Répondez aux questions suivantes à partir de l'extrait sur le groupe Death.
(a) Vers quelle heure Pedro est-il rentré ?
(b) À quelle date Pedro a-t-il vu Death To All ?
(c) Combien d'albums le groupe a-t-il sortis, d'après Pedro ?

→ EXTRAIT:
────────────────────

Nous sommes le samedi 14 septembre 2024, il est 23 heures passées et Pedro vient de sortir. Je décide de tirer au sort un album de sa liste à écouter pour m’occuper une petite heure, sans savoir que tout mon week-end allait prendre une tournure très différent.
Toute la discographie de Death est sur la liste et quand j’ai tiré au sort Human (1991), j’ai décidé de prendre quelques jours pour écouter toute la discographie.
J’ai commencé Scream Bloody Gore et j’ai tout de suite été happée par les cris de Chuck Schuldiner et la batterie déchaînée. J’ai enchaîné les albums sans me poser de question, spammant Pedro de messages à base de “AAAAAH” et “x chanson olalala”, des avis très pro donc. Il m’aura fallu au final moins de 24h pour tout écouter dans son entièreté.
Pedro est rentré vers 2 heures du matin quand je venais à peine d’entamer Human (1991). On s’est installé sur la table du salon et on a remis Human (1991) du début. Puis Individual Thought Patterns. On est finalement allés se coucher à 4 heures du matin, des riffs pleins la tête.
J’ai fini la discographie au réveil quelques heures plus tard. Et j’ai tout de suite su que j’écrirai cette article. Comme je l’ai écouté grâce et avec Pedro, c’était évident qu’il fallait qu’il participe ici aussi. Voici donc nos avis sur le groupe, les albums, et une tentative de classement: par un grand fan depuis des années et une petite fan depuis à peine 11 jours.
I. Death: le groupe
Pedro: Death est probablement mon groupe préféré de metal. Je ne trouve aucun album mauvais, aucune chanson mauvaise. Rien n'est à skip et honnêtement c'est rare pour moi avec un groupe qui a sorti 7 albums et autant évolué en 18 ans. Quasiment chaque année je réécoute toute leur discographie et je ne m'en lasse pas. C'est impensable pour moi de n'écouter qu'un seul album, je suis obligé de tout réécouter à chaque fois. Death, c'est un groupe intemporel à la fois à l'avance sur son temps et sur le death. C'est également ma plus grande tragédie dans la musique: je ne pourrai jamais voir Chuck jouer en live. J'ai eu la chance de voir Death To All formé par des anciens membres le 24 avril 2016, c'était une sacrée expérience et un de mes concerts préférés.
Steph: Mon tout premier souvenir de Death, et donc ma réelle introduction au groupe (hum, Chuck Schuldiner soyons honnête) ne remonte pas à il y a onze jours, mais il y a trois ans. Quelques mois avant qu’on se mette ensemble avec pedro, j’habitais chez mes parents et il m’a envoyé une chanson d’eux. Malheureusement je me souviens plus de quelle chanson, et je sais plus si j’ai fini par écouter tout un album — mais me connaissant je pense avoir écouté tout Scream Bloody Gore (1987). Je me souviens avoir eu un crush instantané sur Schuldiner, et envoyé des “oh wow, le cri dans x chanson, à x minute!!”. Les cris de Chuck m’avaient déjà conquise à l’époque.

────────────────────

Extraits d'un jeu de données d'annotation par points:
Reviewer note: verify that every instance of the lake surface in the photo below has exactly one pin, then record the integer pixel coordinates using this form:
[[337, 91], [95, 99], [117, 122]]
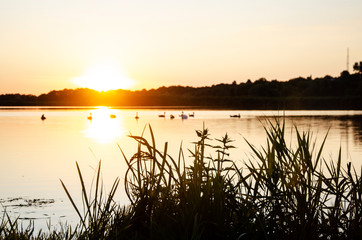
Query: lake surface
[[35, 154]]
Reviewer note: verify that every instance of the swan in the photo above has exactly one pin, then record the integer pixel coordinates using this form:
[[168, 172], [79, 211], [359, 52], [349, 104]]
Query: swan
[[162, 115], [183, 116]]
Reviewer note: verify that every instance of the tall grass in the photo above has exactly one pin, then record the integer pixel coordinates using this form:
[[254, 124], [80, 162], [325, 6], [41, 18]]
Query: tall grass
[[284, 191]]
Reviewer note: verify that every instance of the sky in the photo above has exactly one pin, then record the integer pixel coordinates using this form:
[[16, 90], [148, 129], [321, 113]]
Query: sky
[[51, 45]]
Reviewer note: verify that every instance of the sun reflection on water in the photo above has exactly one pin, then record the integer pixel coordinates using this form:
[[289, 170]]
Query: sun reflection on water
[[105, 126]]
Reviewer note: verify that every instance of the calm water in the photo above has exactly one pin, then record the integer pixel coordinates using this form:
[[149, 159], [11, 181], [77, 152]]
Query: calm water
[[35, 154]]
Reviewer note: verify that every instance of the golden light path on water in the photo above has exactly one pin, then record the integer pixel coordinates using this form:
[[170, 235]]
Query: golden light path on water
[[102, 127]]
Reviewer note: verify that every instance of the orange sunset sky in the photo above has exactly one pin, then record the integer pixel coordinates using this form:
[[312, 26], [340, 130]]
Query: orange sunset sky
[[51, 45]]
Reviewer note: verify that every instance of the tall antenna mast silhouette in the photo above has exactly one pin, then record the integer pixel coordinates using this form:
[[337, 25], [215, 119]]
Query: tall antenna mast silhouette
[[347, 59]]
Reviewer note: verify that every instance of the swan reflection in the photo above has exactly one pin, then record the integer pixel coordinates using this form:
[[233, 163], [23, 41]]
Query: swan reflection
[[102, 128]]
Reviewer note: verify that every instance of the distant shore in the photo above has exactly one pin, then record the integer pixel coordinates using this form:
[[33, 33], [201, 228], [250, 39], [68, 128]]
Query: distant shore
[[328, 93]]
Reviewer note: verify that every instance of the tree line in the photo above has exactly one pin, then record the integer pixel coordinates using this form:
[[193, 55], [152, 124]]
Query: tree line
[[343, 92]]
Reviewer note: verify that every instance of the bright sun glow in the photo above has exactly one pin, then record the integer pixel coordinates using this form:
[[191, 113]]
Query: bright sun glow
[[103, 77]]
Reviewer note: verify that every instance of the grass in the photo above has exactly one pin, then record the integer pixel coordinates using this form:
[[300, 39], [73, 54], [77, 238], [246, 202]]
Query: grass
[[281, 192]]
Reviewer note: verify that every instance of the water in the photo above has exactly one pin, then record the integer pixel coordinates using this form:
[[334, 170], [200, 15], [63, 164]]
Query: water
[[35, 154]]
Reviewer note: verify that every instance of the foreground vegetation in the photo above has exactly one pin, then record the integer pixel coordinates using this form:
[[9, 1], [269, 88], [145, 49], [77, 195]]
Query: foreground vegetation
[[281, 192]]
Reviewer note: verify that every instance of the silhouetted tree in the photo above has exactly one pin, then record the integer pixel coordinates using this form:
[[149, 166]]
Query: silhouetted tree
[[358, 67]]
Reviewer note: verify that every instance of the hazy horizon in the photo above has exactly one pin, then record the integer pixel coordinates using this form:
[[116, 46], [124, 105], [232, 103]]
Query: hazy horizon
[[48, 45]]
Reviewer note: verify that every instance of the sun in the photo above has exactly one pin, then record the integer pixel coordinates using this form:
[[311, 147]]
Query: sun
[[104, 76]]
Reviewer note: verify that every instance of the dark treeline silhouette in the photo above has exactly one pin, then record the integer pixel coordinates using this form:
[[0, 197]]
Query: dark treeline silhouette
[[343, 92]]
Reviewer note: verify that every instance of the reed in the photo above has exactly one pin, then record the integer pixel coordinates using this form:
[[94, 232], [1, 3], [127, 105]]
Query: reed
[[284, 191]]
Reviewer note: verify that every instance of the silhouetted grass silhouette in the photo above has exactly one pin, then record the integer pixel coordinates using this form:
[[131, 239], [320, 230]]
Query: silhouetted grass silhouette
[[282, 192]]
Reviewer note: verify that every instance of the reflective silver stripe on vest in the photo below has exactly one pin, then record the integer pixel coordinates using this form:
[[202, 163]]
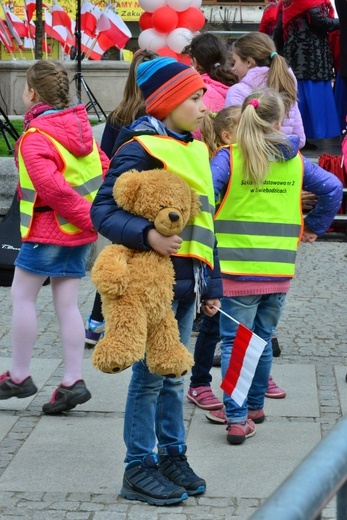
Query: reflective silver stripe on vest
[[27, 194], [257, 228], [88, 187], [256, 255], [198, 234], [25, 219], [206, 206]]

────────────────────

→ RÉPONSE:
(a) Vers 2 heures du matin.
(b) Le 24 avril 2016.
(c) 7 albums.